## Objective A:
Answer these questions about the forum thread on braids for a hunter show:
(i) Which braiding material does LoveTheSaddlebreds call best?
(ii) On which side of the neck does IrishRider say the braids should be?
(iii) On what day is VanillaBean's show?

# Braids for Hunter show.....??



## hollybee (Aug 14, 2009)

yes they're fine & yes do her forelock like that aswell
rubber bands will be fine (they are over here so i'm sure they will be over there!)
looking good *thumbs up*


----------



## LoveTheSaddlebreds (Jul 9, 2009)

Yarn is best. Rubber bands can look tacky.


----------



## IrishRider (Aug 7, 2008)

We always use yarn, and if you do, try to find a color that matches your horse's hair. I can't tell from the pic you posted, but you also want to be sure the braids are on the right side, not the left.


----------



## VanillaBean (Oct 19, 2008)

Thanks guys. The only problem with the yarn is that i have none and the show is on Saturday...so i will try to make it look good with rubber bands! thanks again!!!

VB


----------



## VanillaBean (Oct 19, 2008)

PROBLEM!!!
my horse looks AWFUL (and by awful i mean HORRENDUS, TERRIBLE, JUST PLAIN BAD!!!!!!)with the forelock bun. Can i keep just her forelock loose? 
T.I.A.

VB


----------



## StormyBlues (Dec 31, 2008)

no, if you braid the mane, you have to braid the forelock, it will look worse and lazy if you don't. And I don't think bands look tacky at all


----------



## Saleenxx (Sep 22, 2009)

## Material provided:
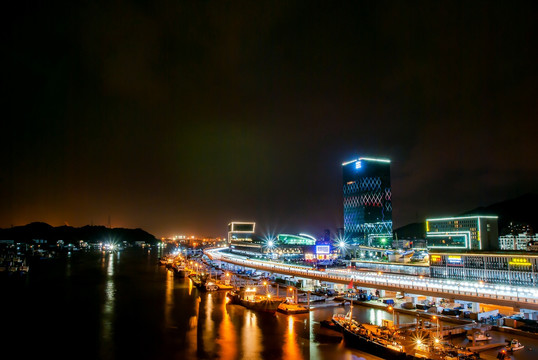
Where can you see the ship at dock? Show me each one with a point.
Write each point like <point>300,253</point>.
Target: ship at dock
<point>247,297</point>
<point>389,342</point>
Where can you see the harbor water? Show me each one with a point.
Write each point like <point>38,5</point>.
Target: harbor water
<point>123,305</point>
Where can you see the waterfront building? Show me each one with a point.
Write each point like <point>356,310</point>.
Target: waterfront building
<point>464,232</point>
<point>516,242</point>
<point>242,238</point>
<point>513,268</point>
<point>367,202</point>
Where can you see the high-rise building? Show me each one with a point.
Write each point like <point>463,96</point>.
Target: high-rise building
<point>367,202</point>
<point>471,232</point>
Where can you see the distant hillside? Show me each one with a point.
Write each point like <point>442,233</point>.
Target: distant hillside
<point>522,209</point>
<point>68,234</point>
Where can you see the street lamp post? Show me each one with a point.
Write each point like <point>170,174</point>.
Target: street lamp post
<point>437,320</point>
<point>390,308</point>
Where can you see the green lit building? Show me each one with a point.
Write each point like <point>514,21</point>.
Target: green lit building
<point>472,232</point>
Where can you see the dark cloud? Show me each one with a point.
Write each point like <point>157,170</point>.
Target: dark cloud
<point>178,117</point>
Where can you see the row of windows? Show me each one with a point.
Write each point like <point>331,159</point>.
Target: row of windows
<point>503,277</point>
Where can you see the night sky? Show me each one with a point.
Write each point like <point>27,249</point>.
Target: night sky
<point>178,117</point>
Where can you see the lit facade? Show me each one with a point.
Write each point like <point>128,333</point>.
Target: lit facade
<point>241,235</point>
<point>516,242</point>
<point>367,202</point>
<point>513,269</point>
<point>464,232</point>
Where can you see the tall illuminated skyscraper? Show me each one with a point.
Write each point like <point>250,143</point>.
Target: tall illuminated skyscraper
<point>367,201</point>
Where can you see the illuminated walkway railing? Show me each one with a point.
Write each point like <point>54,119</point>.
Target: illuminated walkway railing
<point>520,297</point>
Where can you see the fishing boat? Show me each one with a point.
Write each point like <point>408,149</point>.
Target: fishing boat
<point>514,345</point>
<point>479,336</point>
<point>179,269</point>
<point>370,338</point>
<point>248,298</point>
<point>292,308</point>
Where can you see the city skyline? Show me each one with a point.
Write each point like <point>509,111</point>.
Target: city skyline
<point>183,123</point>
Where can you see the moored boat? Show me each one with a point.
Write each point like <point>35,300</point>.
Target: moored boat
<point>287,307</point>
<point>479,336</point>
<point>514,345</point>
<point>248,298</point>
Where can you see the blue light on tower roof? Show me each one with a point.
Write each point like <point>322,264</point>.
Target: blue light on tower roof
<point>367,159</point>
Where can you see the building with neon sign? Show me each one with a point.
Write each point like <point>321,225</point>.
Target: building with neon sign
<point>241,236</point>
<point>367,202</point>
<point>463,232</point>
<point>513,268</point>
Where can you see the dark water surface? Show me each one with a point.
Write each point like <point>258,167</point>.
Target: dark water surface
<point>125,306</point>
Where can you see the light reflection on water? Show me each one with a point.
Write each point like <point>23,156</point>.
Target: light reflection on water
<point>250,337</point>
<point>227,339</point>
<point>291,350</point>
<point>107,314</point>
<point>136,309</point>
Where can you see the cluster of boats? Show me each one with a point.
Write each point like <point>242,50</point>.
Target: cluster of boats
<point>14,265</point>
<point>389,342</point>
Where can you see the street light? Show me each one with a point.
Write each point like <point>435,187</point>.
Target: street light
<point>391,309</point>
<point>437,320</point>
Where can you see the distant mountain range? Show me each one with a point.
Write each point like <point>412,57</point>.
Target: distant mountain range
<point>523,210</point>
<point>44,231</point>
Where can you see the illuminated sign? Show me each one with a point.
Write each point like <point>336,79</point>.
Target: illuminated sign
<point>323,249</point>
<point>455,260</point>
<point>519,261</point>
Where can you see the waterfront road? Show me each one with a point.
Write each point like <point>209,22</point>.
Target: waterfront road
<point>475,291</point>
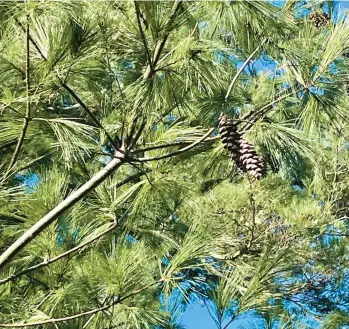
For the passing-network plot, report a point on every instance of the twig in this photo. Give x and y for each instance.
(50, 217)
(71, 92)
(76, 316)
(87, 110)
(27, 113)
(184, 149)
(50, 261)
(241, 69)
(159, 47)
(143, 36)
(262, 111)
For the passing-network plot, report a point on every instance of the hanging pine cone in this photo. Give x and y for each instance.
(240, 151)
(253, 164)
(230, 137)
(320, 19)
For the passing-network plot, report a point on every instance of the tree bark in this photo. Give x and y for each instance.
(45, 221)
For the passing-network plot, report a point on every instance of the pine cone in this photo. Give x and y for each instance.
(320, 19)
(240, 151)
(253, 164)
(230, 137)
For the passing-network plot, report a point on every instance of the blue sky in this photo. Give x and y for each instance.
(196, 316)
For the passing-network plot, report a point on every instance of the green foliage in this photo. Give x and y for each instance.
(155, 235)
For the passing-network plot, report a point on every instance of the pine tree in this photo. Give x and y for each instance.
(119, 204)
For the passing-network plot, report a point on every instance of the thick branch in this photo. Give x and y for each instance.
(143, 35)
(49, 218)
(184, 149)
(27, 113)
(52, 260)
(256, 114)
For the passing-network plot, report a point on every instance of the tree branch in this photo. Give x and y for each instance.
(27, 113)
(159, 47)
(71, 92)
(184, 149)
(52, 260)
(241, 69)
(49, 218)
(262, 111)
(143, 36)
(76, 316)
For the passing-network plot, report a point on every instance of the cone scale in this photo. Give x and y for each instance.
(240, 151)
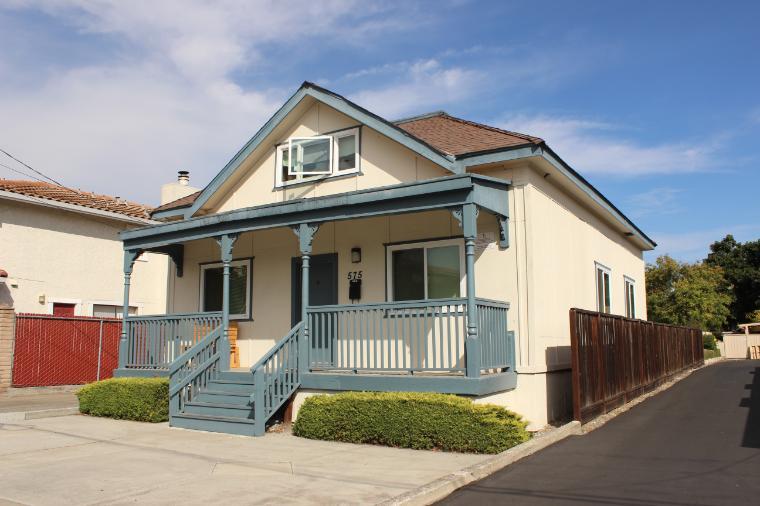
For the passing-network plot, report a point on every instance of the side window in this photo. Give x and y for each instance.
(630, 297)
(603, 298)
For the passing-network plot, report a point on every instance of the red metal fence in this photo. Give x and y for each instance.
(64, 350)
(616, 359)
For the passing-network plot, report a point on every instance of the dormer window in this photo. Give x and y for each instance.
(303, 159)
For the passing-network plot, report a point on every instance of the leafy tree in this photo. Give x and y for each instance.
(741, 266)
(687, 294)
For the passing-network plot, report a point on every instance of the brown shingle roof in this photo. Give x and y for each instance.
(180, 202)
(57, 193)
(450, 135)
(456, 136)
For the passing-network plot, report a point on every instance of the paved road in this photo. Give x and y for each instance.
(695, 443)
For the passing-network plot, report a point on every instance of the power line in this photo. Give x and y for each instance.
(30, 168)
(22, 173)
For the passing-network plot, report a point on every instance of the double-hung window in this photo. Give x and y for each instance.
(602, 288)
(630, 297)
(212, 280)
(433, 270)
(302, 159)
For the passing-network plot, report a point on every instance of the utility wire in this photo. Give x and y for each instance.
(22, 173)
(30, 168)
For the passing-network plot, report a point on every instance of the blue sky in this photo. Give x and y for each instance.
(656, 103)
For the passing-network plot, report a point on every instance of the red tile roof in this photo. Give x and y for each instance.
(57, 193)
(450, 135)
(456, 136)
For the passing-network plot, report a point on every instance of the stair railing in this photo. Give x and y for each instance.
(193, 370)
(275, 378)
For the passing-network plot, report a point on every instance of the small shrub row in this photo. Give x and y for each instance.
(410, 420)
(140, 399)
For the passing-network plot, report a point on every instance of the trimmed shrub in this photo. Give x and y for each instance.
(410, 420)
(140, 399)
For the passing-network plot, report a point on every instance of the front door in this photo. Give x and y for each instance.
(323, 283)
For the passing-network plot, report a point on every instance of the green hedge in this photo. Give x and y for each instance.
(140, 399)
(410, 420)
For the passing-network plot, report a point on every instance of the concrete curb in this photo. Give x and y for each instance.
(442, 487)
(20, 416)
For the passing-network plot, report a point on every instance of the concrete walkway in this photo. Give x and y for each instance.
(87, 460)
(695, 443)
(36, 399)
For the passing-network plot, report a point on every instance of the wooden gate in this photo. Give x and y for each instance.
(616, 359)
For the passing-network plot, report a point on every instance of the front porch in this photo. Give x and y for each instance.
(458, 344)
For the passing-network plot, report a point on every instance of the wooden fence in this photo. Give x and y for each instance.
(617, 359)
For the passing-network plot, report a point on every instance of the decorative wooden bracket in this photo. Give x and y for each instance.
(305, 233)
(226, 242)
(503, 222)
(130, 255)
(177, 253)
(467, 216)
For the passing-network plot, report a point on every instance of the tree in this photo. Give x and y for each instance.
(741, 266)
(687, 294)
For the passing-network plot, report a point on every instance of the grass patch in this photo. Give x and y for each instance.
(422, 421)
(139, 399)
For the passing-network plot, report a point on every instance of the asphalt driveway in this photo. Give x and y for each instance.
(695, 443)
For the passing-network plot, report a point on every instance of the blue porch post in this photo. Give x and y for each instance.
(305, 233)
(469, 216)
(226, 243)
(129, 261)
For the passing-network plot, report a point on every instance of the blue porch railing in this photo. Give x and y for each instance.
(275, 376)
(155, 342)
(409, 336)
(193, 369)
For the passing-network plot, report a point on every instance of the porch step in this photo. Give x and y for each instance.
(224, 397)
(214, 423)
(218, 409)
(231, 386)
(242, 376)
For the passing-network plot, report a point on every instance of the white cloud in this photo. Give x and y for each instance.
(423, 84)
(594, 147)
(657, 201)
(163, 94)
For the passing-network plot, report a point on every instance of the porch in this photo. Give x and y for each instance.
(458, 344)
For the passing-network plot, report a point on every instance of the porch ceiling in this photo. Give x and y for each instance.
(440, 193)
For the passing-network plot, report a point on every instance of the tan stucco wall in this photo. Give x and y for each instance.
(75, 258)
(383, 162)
==
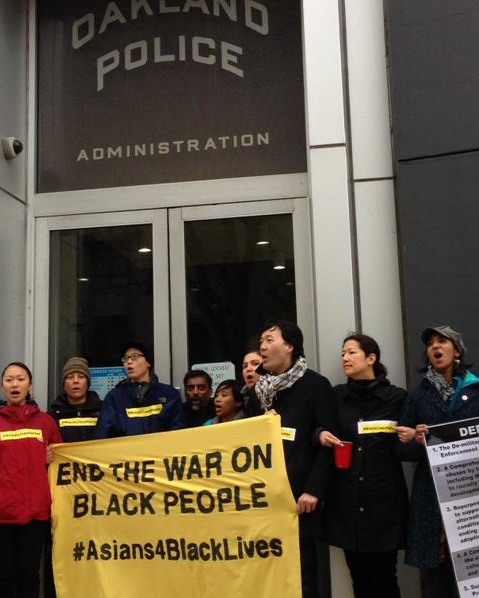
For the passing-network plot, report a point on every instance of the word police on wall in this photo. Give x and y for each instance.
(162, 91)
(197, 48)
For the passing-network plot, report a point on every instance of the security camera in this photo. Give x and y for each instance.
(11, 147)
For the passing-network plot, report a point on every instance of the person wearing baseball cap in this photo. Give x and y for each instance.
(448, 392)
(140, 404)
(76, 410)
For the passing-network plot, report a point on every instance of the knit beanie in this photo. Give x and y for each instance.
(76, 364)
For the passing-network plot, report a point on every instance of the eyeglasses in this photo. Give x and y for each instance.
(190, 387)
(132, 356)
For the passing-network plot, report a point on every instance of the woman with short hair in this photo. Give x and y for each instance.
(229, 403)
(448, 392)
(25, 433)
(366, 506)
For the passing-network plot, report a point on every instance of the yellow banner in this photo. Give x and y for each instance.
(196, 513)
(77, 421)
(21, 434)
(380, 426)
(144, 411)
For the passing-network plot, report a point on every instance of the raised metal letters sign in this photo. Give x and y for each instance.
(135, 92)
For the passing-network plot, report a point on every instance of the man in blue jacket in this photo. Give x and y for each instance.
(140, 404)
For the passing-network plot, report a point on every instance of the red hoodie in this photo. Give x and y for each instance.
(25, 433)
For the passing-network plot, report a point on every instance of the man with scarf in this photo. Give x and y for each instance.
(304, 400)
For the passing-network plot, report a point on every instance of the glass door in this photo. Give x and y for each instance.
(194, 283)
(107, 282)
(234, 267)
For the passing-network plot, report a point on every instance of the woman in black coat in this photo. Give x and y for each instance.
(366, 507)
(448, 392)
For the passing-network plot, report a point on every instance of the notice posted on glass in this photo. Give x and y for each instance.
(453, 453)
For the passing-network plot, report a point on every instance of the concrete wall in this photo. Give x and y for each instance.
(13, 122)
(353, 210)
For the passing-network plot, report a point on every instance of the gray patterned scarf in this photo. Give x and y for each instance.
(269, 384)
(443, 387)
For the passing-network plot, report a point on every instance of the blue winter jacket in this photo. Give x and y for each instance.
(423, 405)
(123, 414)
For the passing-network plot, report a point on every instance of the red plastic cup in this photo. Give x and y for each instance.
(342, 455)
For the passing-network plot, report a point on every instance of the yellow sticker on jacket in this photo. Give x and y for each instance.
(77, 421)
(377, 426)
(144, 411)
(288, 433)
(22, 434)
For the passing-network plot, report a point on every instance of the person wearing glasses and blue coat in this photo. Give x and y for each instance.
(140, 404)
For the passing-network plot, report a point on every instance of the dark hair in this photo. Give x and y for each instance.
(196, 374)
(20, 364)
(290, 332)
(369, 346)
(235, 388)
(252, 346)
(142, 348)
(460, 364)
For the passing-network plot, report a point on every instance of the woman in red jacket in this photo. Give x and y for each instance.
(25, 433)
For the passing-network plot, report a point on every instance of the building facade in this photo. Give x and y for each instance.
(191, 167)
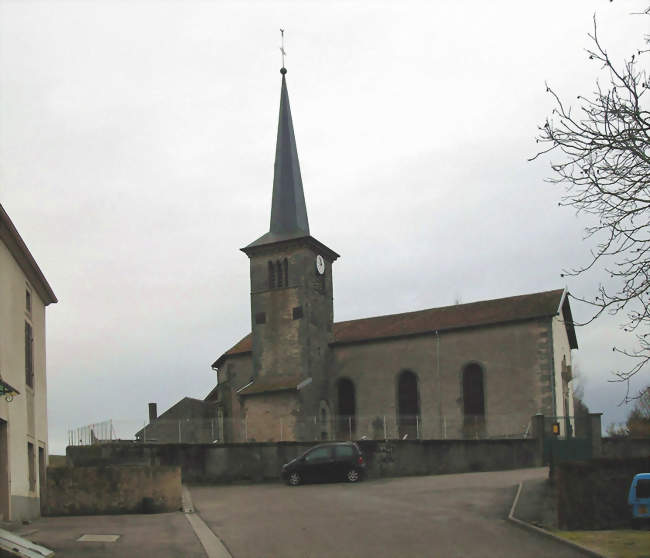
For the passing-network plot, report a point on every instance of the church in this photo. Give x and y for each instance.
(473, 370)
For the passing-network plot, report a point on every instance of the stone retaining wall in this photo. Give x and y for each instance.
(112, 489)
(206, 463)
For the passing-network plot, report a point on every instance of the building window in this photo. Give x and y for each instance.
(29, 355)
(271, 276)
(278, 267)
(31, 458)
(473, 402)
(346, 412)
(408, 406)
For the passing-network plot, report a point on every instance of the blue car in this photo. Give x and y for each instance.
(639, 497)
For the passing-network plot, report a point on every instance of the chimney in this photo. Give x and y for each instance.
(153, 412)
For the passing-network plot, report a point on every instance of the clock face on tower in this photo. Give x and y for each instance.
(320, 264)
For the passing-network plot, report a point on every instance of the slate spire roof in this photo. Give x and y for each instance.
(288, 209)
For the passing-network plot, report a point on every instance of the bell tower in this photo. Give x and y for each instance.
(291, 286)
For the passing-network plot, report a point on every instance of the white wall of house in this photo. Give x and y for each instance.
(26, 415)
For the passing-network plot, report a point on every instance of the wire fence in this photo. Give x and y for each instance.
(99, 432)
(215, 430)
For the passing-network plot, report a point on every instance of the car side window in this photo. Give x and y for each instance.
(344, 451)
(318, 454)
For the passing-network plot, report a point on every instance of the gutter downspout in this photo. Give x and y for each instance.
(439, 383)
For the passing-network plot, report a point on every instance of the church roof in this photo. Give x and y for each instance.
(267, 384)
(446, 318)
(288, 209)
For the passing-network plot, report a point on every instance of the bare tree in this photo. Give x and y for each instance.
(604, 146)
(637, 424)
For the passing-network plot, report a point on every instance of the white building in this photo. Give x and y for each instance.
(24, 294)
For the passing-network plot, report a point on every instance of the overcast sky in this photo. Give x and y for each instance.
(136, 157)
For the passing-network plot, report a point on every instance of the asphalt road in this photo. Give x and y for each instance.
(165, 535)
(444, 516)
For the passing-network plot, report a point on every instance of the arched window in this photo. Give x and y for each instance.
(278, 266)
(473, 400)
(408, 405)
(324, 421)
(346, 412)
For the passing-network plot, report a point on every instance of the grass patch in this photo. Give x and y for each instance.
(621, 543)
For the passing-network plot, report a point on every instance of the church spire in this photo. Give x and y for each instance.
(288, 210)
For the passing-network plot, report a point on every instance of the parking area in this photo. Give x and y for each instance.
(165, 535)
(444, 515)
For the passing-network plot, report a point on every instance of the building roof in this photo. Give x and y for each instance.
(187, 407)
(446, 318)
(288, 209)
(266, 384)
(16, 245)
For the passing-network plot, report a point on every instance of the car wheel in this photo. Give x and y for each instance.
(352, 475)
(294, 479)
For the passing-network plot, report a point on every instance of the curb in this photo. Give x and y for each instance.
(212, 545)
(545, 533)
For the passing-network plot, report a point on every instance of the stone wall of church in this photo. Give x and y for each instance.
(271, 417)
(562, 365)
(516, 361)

## Objective B:
Copy out the lines of the first block of entries above word for word, beginning at the line that contains "Where can you see the street lamp" and stopping after the line that contains "<point>367,159</point>", with both of those lines included.

## Exercise result A:
(i) Yarn.
(ii) The right side.
(iii) Saturday.

## Exercise result B:
Where can you see the street lamp post? Show me each one with a point.
Write each point like <point>170,174</point>.
Target: street lamp post
<point>437,320</point>
<point>390,308</point>
Where can you see the green lit building? Show me each one with a point.
Write each point like <point>514,21</point>.
Target: green lit building
<point>472,232</point>
Where can you see the dark cloud? Show me each one with a point.
Write each point like <point>157,170</point>.
Target: dark cloud
<point>178,117</point>
Where can you see the row of windows? Show me each one with a point.
Write each point like <point>331,159</point>.
Target: row of windows
<point>503,277</point>
Where can you see the night sky? Show me each one with a point.
Write each point like <point>27,249</point>.
Target: night sky
<point>178,117</point>
Where can you see the lit facade? Show me each one with a point.
Write each point like <point>128,333</point>.
Target: lit facade
<point>241,235</point>
<point>516,242</point>
<point>367,202</point>
<point>513,269</point>
<point>464,232</point>
Where can you see the tall illuminated skyscraper? Show me each one with a point.
Write each point like <point>250,143</point>.
Target: tall illuminated skyscraper
<point>367,201</point>
Where can you see the illuminated walkway railing? Show me each one with a point.
Write each point like <point>54,119</point>.
Target: illuminated walkway railing
<point>520,297</point>
Where can you see the fishing boat? Show me each one with a point.
Write each point like <point>408,149</point>.
Target: fishing boat
<point>514,345</point>
<point>479,336</point>
<point>179,269</point>
<point>370,338</point>
<point>248,298</point>
<point>292,308</point>
Where can you see the city skyline? Show me each one with a point.
Write each point like <point>509,111</point>.
Target: city skyline
<point>183,123</point>
Where can you see the moored boat? Show me each one with a point.
Write each point like <point>35,300</point>.
Target: moored boat
<point>287,307</point>
<point>479,336</point>
<point>514,345</point>
<point>248,298</point>
Where can you see the blue light on tower roof? Show me each one with a point.
Write each point like <point>322,264</point>.
Target: blue light on tower roof
<point>367,159</point>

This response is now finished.